Supplied passage
* * * * * * *

Skip to content

Loader Implementations

This page documents the concrete loader implementations provided by orm_loader.

All loaders implement the same interface and differ only in how data is read and processed.


LoaderInterface

LoaderInterface defines the contract for all loaders.

Required methods

  • orm_file_load(ctx)
  • dedupe(data, ctx)

Shared behaviour

All loaders:

  • load into staging tables only
  • respect LoaderContext flags
  • return row counts
  • avoid implicit commits

PandasLoader

PandasLoader uses pandas to read and process files.

Characteristics

  • Supports CSV and TSV inputs
  • Easy to debug and inspect
  • Supports chunked loading
  • Flexible transformation pipeline

Trade-offs

  • Slower for very large datasets
  • Higher memory overhead than columnar approaches

Best suited for

  • initial data exploration
  • messy or inconsistent files
  • pipelines requiring heavy cleaning or inspection

ParquetLoader

ParquetLoader uses PyArrow for columnar ingestion.

* * * * * * *

Entries supplied
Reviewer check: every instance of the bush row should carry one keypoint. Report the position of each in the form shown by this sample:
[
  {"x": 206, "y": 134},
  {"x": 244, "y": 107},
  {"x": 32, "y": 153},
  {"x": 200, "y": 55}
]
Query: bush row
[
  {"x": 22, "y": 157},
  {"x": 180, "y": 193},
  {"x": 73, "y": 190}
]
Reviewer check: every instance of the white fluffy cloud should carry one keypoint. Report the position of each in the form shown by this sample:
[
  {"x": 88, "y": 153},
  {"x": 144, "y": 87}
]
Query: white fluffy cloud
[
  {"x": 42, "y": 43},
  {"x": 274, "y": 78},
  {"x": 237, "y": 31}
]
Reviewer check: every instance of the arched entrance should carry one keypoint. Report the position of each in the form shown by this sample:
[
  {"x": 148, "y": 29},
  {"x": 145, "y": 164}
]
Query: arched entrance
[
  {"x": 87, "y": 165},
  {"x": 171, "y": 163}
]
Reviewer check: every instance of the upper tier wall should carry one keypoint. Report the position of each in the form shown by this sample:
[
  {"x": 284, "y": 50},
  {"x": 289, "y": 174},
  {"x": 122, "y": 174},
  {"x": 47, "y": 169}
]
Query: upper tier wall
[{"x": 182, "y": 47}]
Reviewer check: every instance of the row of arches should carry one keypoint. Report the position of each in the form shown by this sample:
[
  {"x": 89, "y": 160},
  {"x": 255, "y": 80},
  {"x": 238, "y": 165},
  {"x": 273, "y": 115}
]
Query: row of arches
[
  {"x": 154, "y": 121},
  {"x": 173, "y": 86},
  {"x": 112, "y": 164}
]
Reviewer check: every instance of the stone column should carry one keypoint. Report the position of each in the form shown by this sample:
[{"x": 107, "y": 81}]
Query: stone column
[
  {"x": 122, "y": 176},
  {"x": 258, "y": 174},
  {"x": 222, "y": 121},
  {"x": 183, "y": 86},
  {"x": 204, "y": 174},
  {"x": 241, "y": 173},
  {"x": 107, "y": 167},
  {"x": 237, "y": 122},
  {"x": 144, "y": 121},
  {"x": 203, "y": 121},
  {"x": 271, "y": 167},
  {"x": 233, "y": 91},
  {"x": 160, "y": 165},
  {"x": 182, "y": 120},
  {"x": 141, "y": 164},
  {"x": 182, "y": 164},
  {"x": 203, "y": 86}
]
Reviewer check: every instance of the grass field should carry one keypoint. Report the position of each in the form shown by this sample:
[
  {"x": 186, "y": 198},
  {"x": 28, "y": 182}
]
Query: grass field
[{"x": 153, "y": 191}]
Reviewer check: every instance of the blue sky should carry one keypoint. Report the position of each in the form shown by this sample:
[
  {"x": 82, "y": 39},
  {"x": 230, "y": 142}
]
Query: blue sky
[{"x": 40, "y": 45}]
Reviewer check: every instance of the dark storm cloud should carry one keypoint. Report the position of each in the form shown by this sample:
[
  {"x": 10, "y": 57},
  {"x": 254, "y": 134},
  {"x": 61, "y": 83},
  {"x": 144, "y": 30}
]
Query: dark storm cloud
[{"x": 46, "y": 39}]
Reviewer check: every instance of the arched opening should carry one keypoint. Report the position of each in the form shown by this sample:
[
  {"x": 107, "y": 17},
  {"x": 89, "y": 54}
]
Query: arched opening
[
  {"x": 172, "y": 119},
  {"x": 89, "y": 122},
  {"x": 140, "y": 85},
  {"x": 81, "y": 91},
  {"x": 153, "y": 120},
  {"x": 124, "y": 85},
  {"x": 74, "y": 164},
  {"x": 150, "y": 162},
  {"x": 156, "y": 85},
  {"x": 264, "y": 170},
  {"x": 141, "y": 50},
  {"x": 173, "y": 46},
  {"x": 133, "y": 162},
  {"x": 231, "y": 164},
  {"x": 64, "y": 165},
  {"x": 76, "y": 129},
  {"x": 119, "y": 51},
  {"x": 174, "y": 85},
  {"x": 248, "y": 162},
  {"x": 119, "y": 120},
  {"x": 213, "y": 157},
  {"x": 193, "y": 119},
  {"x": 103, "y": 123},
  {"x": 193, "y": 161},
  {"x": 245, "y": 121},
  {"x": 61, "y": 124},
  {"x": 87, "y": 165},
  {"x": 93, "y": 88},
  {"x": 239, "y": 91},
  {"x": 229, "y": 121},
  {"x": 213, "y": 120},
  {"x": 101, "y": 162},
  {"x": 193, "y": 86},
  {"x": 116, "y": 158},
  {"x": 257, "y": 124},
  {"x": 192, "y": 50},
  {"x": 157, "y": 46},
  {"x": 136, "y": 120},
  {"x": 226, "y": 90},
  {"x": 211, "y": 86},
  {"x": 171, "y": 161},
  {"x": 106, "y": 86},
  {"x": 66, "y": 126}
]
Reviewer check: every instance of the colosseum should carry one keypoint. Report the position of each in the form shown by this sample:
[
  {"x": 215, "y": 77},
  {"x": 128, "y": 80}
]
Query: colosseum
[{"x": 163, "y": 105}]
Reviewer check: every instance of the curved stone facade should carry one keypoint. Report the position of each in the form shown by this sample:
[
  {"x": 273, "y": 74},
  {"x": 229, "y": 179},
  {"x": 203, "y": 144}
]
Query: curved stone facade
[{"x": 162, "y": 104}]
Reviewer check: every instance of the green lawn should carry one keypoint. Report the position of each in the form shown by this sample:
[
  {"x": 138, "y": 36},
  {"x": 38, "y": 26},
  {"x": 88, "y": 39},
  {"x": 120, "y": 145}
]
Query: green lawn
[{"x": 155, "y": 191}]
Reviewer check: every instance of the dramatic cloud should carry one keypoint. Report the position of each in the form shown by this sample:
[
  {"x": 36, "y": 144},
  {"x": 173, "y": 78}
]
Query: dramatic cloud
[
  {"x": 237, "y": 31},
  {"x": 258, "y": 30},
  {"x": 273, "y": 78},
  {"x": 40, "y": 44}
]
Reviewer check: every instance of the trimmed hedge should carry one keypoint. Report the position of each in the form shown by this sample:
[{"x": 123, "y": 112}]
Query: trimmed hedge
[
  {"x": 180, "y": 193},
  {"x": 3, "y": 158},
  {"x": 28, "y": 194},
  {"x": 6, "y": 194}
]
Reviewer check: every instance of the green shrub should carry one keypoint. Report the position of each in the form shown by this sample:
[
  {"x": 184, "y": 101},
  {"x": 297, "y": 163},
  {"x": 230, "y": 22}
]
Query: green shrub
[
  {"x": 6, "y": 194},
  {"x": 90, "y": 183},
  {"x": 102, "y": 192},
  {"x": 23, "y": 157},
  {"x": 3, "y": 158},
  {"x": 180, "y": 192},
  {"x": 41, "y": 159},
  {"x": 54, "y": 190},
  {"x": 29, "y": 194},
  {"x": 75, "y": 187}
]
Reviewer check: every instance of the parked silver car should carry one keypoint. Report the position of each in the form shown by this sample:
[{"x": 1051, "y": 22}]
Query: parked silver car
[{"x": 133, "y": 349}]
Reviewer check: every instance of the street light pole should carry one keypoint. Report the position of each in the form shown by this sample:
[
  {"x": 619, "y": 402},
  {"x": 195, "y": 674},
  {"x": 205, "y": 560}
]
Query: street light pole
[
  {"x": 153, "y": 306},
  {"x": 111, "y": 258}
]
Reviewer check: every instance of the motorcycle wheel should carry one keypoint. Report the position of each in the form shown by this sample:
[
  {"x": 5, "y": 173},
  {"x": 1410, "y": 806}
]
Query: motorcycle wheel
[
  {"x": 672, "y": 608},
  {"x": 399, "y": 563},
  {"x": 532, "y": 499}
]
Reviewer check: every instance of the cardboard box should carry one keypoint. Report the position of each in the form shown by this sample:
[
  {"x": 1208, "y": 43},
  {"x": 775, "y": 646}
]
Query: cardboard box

* * * * * * *

Set exercise
Continue the orm_loader loader implementations page from its final line about ParquetLoader.

Exercise result
Characteristics

  • Efficient for very large datasets
  • Supports Parquet and CSV inputs
  • Batch-oriented processing
  • Lower memory overhead

Trade-offs

  • More complex pipeline
  • Less flexible row-wise transformations
  • DB-level deduplication not yet implemented

Best suited for

  • high-volume ingestion
  • repeated production loads
  • columnar data sources

Deduplication behaviour

Deduplication occurs in two phases:

  1. Internal deduplication
    Removes duplicate primary key rows within the incoming data.

  2. Database-level deduplication (optional)
    Removes rows that already exist in the database.

Database-level deduplication is currently implemented for pandas-based loads.


Normalisation behaviour

When enabled, loaders:

  • cast values to ORM column types
  • drop rows violating required constraints
  • log casting failures with examples

No schema changes are performed.